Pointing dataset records
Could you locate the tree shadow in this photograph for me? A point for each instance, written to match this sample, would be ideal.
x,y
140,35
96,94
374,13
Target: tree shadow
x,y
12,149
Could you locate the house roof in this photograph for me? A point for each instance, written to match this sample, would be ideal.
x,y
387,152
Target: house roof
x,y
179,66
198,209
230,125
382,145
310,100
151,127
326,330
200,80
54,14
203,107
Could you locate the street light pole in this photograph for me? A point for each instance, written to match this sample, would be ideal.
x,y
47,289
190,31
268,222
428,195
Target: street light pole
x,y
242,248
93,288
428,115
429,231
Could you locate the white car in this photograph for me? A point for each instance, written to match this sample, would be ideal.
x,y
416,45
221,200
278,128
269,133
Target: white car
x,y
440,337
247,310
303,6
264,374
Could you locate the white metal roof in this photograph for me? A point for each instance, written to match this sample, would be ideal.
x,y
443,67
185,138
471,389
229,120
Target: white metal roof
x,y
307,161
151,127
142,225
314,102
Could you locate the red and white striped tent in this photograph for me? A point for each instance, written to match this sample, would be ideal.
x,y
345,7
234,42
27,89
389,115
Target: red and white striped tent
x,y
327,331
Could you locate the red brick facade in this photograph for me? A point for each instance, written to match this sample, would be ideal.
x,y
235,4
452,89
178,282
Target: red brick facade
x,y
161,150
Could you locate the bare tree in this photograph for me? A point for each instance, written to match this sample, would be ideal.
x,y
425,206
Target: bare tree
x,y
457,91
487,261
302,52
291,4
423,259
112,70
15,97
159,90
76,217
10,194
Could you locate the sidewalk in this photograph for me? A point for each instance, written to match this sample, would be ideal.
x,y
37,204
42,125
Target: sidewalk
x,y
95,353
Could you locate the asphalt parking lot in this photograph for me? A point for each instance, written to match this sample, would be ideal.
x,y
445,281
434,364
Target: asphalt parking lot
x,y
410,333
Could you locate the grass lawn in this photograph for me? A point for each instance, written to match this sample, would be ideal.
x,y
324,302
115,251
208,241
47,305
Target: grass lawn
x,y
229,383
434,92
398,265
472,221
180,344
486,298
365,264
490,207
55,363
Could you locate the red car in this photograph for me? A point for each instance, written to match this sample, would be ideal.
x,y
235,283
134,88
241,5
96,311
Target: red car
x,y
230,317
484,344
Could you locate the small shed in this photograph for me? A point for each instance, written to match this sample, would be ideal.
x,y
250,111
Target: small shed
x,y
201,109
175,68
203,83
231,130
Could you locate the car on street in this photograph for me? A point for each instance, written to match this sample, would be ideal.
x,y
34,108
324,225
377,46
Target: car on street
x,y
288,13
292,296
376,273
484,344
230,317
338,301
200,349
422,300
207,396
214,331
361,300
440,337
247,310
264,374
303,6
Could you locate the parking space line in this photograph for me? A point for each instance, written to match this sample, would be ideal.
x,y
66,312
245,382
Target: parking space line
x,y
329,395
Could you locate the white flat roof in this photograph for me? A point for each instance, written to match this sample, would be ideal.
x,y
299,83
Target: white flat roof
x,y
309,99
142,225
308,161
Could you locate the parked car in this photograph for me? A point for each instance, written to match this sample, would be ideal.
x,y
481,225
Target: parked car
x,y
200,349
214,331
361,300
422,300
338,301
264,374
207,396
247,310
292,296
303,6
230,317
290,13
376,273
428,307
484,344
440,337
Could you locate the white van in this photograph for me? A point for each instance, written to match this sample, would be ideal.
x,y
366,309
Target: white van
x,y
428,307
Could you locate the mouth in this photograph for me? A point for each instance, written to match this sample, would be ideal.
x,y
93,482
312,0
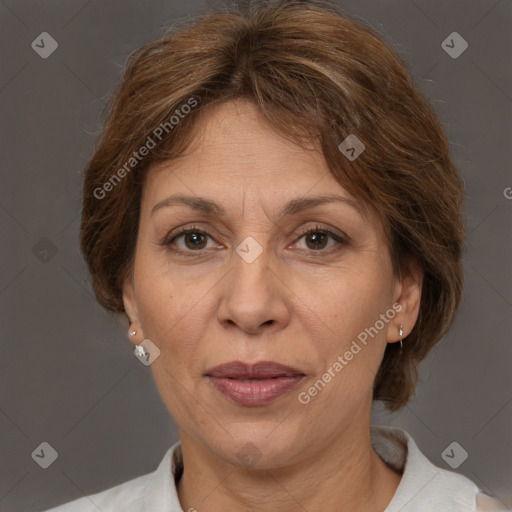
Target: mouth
x,y
253,385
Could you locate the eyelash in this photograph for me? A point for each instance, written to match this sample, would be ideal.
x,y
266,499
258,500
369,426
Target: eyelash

YOUR OBJECTIVE -
Could you copy out, word for word, the lines starting at the one that contains "Could you locate the parking" and running through the last line of the records? Leave the pictures out of your copy.

REPLY -
Could you locate the parking space line in this photograph for me? A point for each instance, written to match this sample, would be ideal.
x,y
66,312
245,382
Target: parking space line
x,y
329,395
Could you locate the white flat roof in this photograph for me? A point for each instance, written to match this sample, would be ideal.
x,y
299,83
Target: white flat roof
x,y
309,99
142,225
308,161
Could you locate the parked car in this photograph for me? A point for each instance, written to match this sample, would be ideal.
x,y
481,225
Target: parked car
x,y
200,349
214,331
361,300
422,300
338,301
264,374
207,396
247,310
292,296
303,6
230,317
290,13
376,273
428,307
484,344
440,337
Could you locate the white van in this photograph for me? A point for each instance, written to match this sample, would be ideal.
x,y
366,309
Target: white van
x,y
428,307
Could you locate the mouth in this photograph for me? A point for each instance, written to match this sample, would be ideal.
x,y
93,482
312,0
Target: mouth
x,y
253,385
Could you locate the eyelash in this photograph for me? A point for each instance, written to match this sample, would be ideal.
x,y
266,499
258,500
369,426
Target: eyelash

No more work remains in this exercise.